Using the data that follows, return exactly the lines from the one that contains "Please point out the tree trunk, one" through the one that contains "Please point out the lion, one", ends included.

▶ **Data for this task**:
# # #

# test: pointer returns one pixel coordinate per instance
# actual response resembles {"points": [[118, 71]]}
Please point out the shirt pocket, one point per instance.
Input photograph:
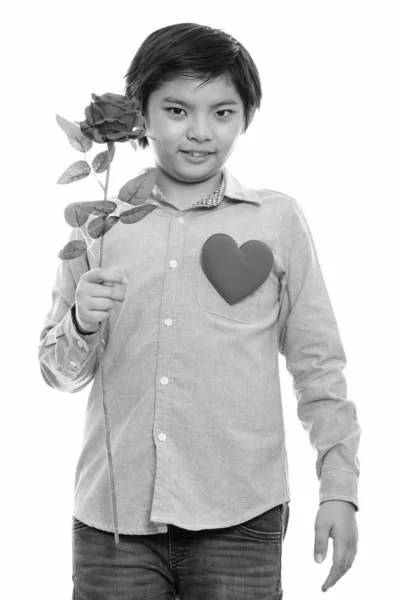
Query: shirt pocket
{"points": [[210, 300]]}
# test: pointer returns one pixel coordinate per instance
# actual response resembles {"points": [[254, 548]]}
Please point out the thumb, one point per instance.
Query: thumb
{"points": [[320, 547]]}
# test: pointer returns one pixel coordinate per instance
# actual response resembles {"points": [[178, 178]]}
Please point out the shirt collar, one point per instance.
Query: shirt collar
{"points": [[229, 186]]}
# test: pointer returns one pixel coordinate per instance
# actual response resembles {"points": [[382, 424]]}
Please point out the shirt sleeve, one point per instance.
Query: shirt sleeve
{"points": [[68, 360], [309, 339]]}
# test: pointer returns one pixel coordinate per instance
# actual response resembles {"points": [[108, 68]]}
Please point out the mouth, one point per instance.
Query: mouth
{"points": [[197, 154]]}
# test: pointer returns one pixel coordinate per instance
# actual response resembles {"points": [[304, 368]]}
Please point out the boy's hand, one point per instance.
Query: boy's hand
{"points": [[96, 295], [336, 519]]}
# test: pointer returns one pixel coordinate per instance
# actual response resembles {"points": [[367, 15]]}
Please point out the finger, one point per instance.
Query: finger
{"points": [[101, 304], [100, 275], [341, 563]]}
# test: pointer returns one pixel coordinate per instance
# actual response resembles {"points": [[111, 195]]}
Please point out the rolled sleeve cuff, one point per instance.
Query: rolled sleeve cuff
{"points": [[339, 485], [78, 347]]}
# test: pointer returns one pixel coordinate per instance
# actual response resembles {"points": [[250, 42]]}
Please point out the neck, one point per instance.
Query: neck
{"points": [[176, 191]]}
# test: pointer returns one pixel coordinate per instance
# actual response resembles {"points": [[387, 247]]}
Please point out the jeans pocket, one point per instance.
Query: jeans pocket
{"points": [[268, 525]]}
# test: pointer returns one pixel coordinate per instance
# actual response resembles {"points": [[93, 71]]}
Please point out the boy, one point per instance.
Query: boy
{"points": [[221, 278]]}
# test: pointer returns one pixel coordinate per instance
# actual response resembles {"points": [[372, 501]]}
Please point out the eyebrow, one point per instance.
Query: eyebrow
{"points": [[188, 105]]}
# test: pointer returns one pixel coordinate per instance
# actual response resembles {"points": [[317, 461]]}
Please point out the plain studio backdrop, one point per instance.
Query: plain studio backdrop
{"points": [[327, 134]]}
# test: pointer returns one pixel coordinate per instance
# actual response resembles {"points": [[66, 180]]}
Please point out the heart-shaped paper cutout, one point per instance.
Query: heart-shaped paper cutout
{"points": [[235, 272]]}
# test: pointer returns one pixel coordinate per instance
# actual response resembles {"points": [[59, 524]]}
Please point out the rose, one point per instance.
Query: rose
{"points": [[111, 118]]}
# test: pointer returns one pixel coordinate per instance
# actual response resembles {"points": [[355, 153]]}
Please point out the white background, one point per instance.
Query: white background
{"points": [[327, 134]]}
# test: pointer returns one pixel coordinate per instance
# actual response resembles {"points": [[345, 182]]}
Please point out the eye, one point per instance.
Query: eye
{"points": [[225, 110], [174, 108]]}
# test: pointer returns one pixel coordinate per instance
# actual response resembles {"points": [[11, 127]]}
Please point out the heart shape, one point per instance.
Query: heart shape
{"points": [[235, 272]]}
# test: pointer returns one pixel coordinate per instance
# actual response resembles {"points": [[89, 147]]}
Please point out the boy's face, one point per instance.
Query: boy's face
{"points": [[191, 121]]}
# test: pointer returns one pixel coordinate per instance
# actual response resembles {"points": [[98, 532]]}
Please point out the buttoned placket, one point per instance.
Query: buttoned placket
{"points": [[175, 244]]}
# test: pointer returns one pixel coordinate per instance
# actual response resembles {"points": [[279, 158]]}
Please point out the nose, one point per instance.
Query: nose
{"points": [[199, 129]]}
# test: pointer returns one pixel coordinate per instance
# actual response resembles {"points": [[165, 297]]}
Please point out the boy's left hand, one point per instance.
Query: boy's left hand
{"points": [[336, 519]]}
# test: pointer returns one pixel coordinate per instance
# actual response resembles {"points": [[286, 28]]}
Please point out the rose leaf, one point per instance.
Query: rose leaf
{"points": [[78, 170]]}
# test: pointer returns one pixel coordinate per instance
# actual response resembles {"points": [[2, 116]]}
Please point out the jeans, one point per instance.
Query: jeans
{"points": [[241, 562]]}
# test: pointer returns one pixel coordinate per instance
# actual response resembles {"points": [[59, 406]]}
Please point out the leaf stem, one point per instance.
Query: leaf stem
{"points": [[101, 330], [98, 181]]}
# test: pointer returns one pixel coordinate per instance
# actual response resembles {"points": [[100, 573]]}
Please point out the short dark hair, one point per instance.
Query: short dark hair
{"points": [[196, 51]]}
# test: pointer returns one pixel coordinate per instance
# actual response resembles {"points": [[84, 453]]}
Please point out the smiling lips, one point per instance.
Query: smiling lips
{"points": [[196, 152]]}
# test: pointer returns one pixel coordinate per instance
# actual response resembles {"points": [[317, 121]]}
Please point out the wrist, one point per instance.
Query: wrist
{"points": [[78, 328]]}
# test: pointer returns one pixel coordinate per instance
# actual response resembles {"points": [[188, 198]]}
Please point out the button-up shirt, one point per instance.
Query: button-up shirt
{"points": [[191, 381]]}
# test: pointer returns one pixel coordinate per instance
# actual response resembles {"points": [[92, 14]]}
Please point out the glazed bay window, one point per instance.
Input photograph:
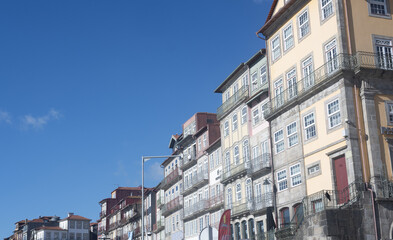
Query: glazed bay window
{"points": [[226, 128], [384, 50], [296, 177], [234, 122], [378, 7], [282, 180], [292, 134], [279, 141], [308, 73], [255, 116], [292, 85], [327, 8], [304, 25], [331, 56], [288, 37], [309, 126], [276, 50], [244, 115], [333, 112], [263, 75]]}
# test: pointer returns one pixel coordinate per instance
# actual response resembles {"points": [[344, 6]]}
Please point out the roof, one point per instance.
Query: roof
{"points": [[75, 217], [51, 228], [270, 19]]}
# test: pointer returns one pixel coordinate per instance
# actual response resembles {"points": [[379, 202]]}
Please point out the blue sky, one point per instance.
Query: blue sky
{"points": [[88, 87]]}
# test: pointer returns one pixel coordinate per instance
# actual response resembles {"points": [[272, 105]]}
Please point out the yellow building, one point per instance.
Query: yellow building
{"points": [[331, 70]]}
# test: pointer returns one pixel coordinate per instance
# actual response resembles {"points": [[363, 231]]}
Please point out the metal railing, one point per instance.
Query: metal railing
{"points": [[196, 180], [196, 208], [172, 206], [262, 202], [231, 102], [373, 61], [233, 171], [259, 163], [299, 88]]}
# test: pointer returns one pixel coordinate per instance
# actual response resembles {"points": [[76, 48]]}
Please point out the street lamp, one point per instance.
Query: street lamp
{"points": [[145, 159]]}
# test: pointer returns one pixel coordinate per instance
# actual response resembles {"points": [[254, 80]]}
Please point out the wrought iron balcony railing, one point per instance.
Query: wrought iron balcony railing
{"points": [[232, 171], [232, 102], [260, 165], [195, 182]]}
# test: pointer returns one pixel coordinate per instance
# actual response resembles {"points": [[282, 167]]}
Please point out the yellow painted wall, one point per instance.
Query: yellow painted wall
{"points": [[365, 25], [382, 122], [320, 34]]}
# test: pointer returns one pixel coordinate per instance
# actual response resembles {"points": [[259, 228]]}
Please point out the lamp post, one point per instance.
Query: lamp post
{"points": [[145, 159]]}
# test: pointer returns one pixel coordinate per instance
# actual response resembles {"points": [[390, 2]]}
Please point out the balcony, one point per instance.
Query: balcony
{"points": [[160, 225], [259, 166], [171, 179], [197, 181], [189, 160], [306, 86], [216, 202], [172, 206], [231, 172], [197, 208], [241, 209], [262, 202], [232, 102]]}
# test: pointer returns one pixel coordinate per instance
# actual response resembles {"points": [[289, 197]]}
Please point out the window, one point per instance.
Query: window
{"points": [[238, 192], [234, 122], [296, 177], [292, 134], [255, 116], [263, 75], [279, 141], [244, 115], [278, 89], [236, 157], [333, 112], [282, 180], [308, 73], [226, 128], [309, 126], [378, 7], [313, 169], [254, 81], [276, 51], [331, 56], [288, 37], [384, 50], [292, 85], [304, 26], [389, 112], [327, 8], [284, 215]]}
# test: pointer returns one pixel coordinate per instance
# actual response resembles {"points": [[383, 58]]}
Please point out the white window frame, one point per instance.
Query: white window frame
{"points": [[296, 177], [282, 181], [304, 27], [276, 48], [226, 128], [234, 122], [244, 115], [288, 39], [327, 9], [292, 134], [279, 142], [335, 116], [308, 126]]}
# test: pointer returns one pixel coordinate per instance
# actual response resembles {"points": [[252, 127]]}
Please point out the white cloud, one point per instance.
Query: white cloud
{"points": [[40, 122], [5, 117]]}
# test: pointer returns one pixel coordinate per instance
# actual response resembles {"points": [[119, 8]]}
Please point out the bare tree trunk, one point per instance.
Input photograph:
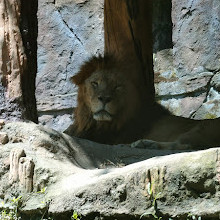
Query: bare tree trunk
{"points": [[13, 62], [128, 32]]}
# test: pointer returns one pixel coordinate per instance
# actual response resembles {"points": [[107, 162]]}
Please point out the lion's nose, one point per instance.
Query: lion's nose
{"points": [[105, 99]]}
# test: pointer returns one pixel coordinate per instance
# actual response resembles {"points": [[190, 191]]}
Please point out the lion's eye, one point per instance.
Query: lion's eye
{"points": [[94, 84], [118, 88]]}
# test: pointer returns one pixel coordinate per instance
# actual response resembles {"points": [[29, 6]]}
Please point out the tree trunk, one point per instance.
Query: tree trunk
{"points": [[13, 63], [128, 32]]}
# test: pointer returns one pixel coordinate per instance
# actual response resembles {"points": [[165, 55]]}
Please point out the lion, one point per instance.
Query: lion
{"points": [[112, 110]]}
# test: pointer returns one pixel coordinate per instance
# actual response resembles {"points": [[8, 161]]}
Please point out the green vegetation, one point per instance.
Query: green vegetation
{"points": [[153, 211], [11, 212]]}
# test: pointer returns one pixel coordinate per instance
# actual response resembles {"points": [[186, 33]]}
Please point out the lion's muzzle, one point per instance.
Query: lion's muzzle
{"points": [[102, 116]]}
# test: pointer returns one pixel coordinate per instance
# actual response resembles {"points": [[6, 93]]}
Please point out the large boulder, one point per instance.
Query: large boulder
{"points": [[57, 174], [193, 58], [68, 33]]}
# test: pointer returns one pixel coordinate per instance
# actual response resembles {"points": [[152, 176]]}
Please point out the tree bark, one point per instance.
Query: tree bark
{"points": [[13, 63], [128, 32]]}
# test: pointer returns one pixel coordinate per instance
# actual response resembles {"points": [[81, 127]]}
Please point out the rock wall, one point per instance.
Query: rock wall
{"points": [[186, 55], [187, 73], [69, 32], [12, 60]]}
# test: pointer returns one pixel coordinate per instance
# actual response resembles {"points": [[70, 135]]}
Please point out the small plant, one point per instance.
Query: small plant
{"points": [[43, 190], [153, 210], [11, 212], [193, 217], [75, 216]]}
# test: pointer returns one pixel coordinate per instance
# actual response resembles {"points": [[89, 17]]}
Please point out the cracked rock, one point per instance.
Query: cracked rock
{"points": [[14, 158]]}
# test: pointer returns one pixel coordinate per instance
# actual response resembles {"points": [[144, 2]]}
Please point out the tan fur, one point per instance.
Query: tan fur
{"points": [[125, 117]]}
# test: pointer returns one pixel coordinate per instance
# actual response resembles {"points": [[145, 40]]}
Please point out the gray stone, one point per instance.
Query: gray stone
{"points": [[71, 176], [186, 73], [3, 138], [196, 37], [68, 33]]}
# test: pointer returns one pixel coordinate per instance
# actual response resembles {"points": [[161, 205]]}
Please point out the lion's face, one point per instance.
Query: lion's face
{"points": [[109, 95]]}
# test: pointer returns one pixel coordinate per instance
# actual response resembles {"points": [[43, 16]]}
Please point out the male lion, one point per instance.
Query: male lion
{"points": [[111, 110]]}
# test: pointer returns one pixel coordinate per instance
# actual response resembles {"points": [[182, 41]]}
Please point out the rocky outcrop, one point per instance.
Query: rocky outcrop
{"points": [[69, 32], [104, 182], [17, 73], [185, 56], [193, 60], [12, 60]]}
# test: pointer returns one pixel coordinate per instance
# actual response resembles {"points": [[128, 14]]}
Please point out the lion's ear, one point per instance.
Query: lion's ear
{"points": [[76, 79]]}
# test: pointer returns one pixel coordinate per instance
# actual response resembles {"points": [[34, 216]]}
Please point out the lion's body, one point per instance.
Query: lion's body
{"points": [[110, 110]]}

# # #

▶ **Solution to the exercise**:
Please point out the tree trunk, one point per instance.
Query: tree trunk
{"points": [[13, 63], [128, 32]]}
# test: pointer returns one pixel coordinate per instance
# actual response resembles {"points": [[165, 55]]}
Please point out the lion, one point per instance.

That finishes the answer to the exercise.